Author Janell Cannon grew up in rural Minnesota; her parents shared their enjoyment of nature with her and her siblings. She stated that she was a "free-range kid, able to gain an appreciation for animals like frogs, salamanders, snakes, and bats". She empathized with bats, as they are maligned by many cultures. She said, for bats to be "misunderstood and mistreated by humans, out of fear, really affected me". Later, when working at a library in California, Cannon noted that only three books in the children's section featured bats, of which two were eventually removed.

Cannon later took a trip to Thailand, where she felt that she belonged despite not knowing the Thai language. The connection she felt to the Thai people despite their differences in language and culture caused her to ask herself, "How can we be so different, yet feel so much the same?" This question lead her to consider writing a story where the theme was "overlooking differences in order to find common ground." When she returned to California, she began to create a children's book with this theme that featured bats; creating this book took several years. She credits the work of bat scientist and photographer Merlin Tuttle as part of her inspiration for Stellaluna. Specifically, she referred to Tuttle's 1986 National Geographic article, "Gentle Flyers of the African Night", which was about epauletted fruit bats.
Cannon's characters were Gambian epauletted fruit bats, which she chose for their dog-like qualities and friendly-looking features.

Cannon signed with a literary agent, Sandra Dijkstra, who placed Stellaluna with the now-defunct publishing company Harcourt Brace Jovanovich (HBJ) in 1993.

==Plot==
In a jungle of Africa, a mother fruit bat has a new baby, and names her Stellaluna. One night, an owl attacks the bats, knocking Stellaluna out of her mother's embrace, and she falls into the forest below. Soon the baby bat ends up in a sparrow's nest filled with three baby birds named Pip, Flitter and Flap. The mother bird will let Stellaluna be part of the family only if she eats bugs and worms, does not hang by her feet and sleeps at night.

When the birds grow, they learn to fly. When Stellaluna and the birds are out playing, it gets dark and the birds go home without her because they will not be able to see in the dark. Stellaluna keeps flying, but when her wings hurt, she stops to rest. When she does, she hangs by her thumbs. Soon other bats come, and one asks Stellaluna why she is hanging by her thumbs. As she tells the other bats her story, Mother Bat reunites with her and Stellaluna finally understands why she is so different.

+ + + + + + +

◆ **INSTRUCTIONS FOR THE TASK**
Write out the passage about the picture book Stellaluna word for word, from "Cannon signed with" to "sleeps at night.".

◆ **Records from a dataset**
+ + + + + + +

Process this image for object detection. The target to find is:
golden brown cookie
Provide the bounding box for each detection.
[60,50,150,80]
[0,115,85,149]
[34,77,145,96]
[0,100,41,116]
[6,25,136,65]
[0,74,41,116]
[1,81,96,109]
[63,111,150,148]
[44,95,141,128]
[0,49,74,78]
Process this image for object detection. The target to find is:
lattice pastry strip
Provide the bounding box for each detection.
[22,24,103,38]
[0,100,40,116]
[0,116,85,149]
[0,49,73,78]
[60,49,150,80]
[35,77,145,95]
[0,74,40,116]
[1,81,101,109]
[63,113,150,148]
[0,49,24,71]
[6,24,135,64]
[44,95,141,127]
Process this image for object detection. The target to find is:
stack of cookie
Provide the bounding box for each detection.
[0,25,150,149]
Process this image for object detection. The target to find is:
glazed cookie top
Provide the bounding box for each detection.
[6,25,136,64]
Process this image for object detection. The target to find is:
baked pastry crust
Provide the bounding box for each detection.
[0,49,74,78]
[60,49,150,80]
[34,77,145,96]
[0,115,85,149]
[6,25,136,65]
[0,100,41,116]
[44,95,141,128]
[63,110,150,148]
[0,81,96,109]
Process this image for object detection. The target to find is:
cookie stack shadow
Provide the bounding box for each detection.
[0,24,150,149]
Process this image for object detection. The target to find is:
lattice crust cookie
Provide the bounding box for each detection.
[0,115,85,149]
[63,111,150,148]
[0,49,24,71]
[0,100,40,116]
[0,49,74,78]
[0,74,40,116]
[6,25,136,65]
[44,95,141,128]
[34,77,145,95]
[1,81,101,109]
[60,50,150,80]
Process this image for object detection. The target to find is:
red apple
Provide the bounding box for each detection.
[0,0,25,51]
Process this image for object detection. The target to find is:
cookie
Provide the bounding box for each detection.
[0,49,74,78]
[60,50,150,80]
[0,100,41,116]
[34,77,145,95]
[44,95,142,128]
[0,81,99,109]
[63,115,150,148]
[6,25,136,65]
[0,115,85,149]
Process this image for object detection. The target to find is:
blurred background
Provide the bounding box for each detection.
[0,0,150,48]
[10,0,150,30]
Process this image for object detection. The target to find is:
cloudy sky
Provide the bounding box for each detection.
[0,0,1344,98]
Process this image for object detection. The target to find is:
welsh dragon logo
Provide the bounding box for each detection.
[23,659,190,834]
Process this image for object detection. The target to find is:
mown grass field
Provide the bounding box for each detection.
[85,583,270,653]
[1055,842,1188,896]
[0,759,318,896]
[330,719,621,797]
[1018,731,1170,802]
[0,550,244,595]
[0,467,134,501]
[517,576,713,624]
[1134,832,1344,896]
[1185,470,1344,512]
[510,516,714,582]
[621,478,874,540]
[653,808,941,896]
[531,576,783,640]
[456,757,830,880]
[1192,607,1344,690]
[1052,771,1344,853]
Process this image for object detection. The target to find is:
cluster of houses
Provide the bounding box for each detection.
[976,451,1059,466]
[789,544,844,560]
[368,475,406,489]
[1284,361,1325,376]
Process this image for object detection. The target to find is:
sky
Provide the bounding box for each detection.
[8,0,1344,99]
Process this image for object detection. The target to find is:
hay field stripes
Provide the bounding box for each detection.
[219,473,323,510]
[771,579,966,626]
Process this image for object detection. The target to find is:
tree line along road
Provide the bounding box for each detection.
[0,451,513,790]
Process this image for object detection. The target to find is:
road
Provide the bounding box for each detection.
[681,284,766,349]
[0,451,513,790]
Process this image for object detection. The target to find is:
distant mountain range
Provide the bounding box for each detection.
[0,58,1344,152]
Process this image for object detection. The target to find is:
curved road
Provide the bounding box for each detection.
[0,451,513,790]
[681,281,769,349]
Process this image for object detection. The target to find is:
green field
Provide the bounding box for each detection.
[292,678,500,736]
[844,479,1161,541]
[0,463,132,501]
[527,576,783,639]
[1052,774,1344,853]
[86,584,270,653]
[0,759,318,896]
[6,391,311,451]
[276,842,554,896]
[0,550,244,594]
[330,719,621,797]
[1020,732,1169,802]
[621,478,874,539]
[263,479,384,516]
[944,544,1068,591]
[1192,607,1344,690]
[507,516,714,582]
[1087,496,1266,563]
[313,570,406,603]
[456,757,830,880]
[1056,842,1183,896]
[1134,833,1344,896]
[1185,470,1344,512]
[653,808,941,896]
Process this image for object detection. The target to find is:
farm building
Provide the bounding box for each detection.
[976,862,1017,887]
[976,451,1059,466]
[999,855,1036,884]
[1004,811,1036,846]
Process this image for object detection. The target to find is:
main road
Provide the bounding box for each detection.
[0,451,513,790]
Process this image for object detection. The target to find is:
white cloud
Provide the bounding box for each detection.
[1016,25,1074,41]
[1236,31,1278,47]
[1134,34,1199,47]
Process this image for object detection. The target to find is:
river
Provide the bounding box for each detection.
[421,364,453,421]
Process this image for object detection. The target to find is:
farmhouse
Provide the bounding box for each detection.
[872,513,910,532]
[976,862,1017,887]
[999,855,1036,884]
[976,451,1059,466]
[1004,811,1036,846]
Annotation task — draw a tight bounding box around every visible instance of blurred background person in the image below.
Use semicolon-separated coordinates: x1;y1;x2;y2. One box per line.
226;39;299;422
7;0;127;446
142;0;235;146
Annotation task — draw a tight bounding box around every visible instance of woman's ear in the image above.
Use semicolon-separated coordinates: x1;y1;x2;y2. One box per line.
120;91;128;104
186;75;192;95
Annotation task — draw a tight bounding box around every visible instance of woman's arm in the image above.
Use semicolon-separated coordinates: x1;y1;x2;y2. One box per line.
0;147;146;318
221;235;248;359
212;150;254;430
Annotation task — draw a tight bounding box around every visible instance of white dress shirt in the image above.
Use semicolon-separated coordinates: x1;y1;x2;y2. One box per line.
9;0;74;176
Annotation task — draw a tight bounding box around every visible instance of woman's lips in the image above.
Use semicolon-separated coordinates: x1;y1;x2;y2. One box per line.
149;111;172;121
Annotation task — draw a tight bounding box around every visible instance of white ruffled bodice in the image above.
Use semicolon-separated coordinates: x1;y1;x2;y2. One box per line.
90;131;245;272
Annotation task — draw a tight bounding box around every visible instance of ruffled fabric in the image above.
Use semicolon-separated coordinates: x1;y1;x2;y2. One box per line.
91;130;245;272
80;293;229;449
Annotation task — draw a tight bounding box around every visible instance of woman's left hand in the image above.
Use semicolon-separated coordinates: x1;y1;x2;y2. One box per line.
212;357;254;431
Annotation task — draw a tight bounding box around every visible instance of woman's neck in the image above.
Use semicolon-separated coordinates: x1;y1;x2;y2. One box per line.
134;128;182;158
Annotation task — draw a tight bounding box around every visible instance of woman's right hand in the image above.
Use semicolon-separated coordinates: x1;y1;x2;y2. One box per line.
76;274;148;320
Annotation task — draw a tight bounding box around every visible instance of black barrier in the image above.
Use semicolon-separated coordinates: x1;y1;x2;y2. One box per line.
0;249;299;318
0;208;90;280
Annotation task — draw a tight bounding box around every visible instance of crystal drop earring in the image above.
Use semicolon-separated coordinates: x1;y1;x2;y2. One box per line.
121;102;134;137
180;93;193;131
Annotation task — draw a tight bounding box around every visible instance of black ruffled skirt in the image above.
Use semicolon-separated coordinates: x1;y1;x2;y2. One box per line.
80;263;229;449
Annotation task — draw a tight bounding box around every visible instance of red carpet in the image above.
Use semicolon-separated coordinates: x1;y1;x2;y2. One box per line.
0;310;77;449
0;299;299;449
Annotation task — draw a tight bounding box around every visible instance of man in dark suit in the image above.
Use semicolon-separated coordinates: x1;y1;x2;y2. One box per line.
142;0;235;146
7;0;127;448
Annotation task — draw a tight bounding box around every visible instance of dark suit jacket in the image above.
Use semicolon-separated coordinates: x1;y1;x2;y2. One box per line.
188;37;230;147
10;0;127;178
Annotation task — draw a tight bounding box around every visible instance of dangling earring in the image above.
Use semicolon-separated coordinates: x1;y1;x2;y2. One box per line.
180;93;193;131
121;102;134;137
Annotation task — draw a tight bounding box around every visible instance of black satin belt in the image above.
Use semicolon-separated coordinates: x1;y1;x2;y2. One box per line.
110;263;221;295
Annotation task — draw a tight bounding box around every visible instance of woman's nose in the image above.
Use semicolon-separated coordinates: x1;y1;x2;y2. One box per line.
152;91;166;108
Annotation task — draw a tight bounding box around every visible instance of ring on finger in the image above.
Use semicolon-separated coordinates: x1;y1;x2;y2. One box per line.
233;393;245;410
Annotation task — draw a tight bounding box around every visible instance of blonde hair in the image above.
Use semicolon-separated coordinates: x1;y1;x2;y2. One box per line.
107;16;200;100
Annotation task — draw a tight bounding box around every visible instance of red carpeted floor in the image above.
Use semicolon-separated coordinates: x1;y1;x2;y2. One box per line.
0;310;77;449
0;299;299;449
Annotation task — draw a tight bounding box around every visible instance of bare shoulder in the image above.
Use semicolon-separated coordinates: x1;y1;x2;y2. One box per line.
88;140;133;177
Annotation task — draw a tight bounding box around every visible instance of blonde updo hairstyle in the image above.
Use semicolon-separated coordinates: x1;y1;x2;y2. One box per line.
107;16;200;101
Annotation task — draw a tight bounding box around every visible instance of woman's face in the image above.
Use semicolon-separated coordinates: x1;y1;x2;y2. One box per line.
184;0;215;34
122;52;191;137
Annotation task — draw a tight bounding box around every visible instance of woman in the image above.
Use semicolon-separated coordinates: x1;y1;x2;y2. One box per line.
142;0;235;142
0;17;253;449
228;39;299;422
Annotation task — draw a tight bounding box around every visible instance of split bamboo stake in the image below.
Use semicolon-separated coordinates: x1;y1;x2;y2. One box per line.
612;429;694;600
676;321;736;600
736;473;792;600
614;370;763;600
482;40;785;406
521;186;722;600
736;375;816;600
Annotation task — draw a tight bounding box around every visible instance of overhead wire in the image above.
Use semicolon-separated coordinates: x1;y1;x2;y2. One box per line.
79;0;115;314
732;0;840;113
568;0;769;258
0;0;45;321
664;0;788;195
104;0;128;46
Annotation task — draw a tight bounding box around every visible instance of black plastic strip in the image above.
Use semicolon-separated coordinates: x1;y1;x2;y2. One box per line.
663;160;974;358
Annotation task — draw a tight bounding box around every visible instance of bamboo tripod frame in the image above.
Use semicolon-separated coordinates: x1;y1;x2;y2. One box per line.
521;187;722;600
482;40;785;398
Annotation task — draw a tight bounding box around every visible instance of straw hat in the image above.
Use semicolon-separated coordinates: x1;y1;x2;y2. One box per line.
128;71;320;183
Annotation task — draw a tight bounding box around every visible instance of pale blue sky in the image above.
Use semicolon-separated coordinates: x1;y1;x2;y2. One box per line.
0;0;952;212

+ + + + + + +

◆ **ANSWER FOR THE TASK**
Cannon signed with a literary agent, Sandra Dijkstra, who placed Stellaluna with the now-defunct publishing company Harcourt Brace Jovanovich (HBJ) in 1993.

==Plot==
In a jungle of Africa, a mother fruit bat has a new baby, and names her Stellaluna. One night, an owl attacks the bats, knocking Stellaluna out of her mother's embrace, and she falls into the forest below. Soon the baby bat ends up in a sparrow's nest filled with three baby birds named Pip, Flitter and Flap. The mother bird will let Stellaluna be part of the family only if she eats bugs and worms, does not hang by her feet and sleeps at night.